BEGIN PROVIDED ENTRIES

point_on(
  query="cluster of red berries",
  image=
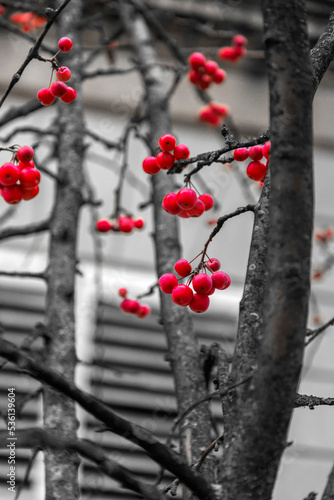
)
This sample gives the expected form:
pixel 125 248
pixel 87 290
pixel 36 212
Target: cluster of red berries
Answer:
pixel 324 235
pixel 47 96
pixel 204 72
pixel 236 51
pixel 256 170
pixel 28 21
pixel 213 113
pixel 123 224
pixel 19 178
pixel 185 203
pixel 170 152
pixel 132 306
pixel 203 284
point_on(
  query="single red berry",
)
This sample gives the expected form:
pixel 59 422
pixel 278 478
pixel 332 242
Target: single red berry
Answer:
pixel 9 174
pixel 45 97
pixel 198 209
pixel 69 96
pixel 150 165
pixel 143 311
pixel 170 205
pixel 256 170
pixel 194 76
pixel 29 178
pixel 26 164
pixel 207 199
pixel 239 41
pixel 167 142
pixel 218 76
pixel 199 303
pixel 182 295
pixel 255 152
pixel 221 280
pixel 29 194
pixel 181 152
pixel 25 153
pixel 213 264
pixel 63 74
pixel 266 149
pixel 58 89
pixel 103 225
pixel 205 82
pixel 12 194
pixel 139 223
pixel 65 44
pixel 210 67
pixel 182 267
pixel 241 154
pixel 186 198
pixel 165 160
pixel 167 282
pixel 125 224
pixel 197 60
pixel 202 283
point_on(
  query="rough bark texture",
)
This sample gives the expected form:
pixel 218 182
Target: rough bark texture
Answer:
pixel 61 467
pixel 182 343
pixel 252 457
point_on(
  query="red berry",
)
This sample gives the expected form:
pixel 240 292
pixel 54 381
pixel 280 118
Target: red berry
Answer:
pixel 221 280
pixel 63 74
pixel 239 40
pixel 241 154
pixel 150 165
pixel 65 44
pixel 122 292
pixel 167 142
pixel 125 224
pixel 29 178
pixel 143 311
pixel 218 76
pixel 182 295
pixel 210 67
pixel 25 153
pixel 213 264
pixel 194 76
pixel 45 97
pixel 58 89
pixel 205 82
pixel 256 170
pixel 26 164
pixel 197 210
pixel 168 282
pixel 181 152
pixel 182 267
pixel 199 303
pixel 202 283
pixel 139 223
pixel 9 174
pixel 12 194
pixel 103 225
pixel 165 160
pixel 266 149
pixel 29 194
pixel 255 152
pixel 170 205
pixel 69 95
pixel 207 199
pixel 186 198
pixel 197 60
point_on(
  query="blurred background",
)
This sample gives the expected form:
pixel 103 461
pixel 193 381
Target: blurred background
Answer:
pixel 123 358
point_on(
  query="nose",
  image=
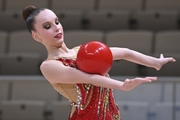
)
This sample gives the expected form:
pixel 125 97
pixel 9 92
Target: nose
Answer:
pixel 57 28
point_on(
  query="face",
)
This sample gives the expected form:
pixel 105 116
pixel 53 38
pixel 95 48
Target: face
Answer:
pixel 48 29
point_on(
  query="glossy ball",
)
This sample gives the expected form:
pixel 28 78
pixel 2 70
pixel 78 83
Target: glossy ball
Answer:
pixel 94 57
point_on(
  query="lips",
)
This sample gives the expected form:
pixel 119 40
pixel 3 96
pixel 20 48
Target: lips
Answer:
pixel 59 35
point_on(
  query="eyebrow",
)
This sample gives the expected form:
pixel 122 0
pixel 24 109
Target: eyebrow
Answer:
pixel 49 21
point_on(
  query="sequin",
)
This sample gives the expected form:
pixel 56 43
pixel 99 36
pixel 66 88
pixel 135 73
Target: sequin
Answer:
pixel 93 102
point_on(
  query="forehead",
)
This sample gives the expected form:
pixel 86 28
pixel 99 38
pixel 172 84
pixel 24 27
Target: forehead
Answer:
pixel 45 15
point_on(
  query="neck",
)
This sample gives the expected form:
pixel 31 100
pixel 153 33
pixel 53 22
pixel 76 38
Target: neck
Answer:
pixel 59 51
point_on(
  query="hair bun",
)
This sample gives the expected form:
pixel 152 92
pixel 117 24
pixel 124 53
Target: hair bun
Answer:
pixel 27 11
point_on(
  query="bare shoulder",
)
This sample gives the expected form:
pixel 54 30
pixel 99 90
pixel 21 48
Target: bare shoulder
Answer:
pixel 50 69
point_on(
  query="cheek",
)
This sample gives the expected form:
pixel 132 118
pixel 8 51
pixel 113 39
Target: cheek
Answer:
pixel 47 35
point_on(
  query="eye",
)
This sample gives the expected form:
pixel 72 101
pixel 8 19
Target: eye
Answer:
pixel 57 22
pixel 46 26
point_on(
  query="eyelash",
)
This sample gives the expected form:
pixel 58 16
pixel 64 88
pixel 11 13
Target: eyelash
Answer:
pixel 49 26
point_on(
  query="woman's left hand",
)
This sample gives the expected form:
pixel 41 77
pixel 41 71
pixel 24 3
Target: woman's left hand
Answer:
pixel 164 60
pixel 129 84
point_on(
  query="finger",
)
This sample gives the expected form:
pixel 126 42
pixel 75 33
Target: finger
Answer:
pixel 172 59
pixel 161 56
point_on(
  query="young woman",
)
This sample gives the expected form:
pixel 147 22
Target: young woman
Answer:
pixel 91 95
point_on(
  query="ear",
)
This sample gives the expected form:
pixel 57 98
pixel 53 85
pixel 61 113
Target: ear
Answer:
pixel 35 37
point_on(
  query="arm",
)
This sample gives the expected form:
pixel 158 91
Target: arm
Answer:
pixel 139 58
pixel 55 72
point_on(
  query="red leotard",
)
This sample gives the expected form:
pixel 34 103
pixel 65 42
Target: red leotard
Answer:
pixel 93 102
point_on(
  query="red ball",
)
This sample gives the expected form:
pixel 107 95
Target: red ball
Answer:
pixel 94 57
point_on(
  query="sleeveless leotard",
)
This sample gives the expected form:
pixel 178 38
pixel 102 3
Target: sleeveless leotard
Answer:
pixel 88 102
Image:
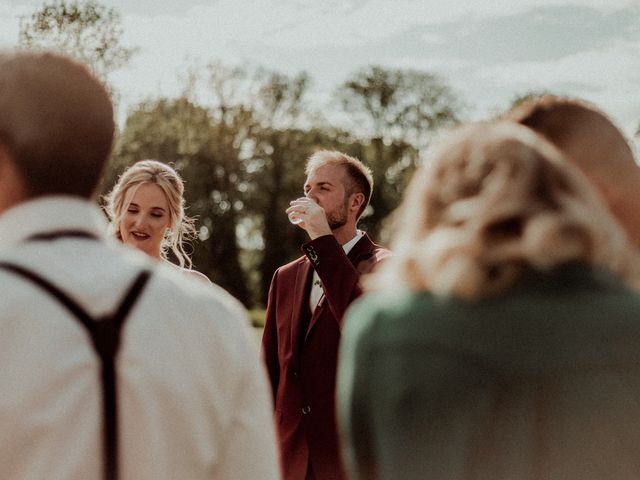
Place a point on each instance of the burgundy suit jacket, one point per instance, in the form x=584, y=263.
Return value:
x=302, y=365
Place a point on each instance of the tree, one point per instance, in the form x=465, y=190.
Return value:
x=186, y=135
x=398, y=110
x=522, y=98
x=88, y=31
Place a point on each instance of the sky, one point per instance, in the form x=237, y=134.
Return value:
x=488, y=51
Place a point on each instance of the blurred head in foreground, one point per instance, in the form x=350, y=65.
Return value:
x=591, y=141
x=56, y=127
x=492, y=200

END PROVIDED ENTRIES

#### WHAT IS REQUIRED
All lines of the entries above where "rough" turns up should be reported.

#### YOUR SOLUTION
  query="rough bark texture",
Target: rough bark texture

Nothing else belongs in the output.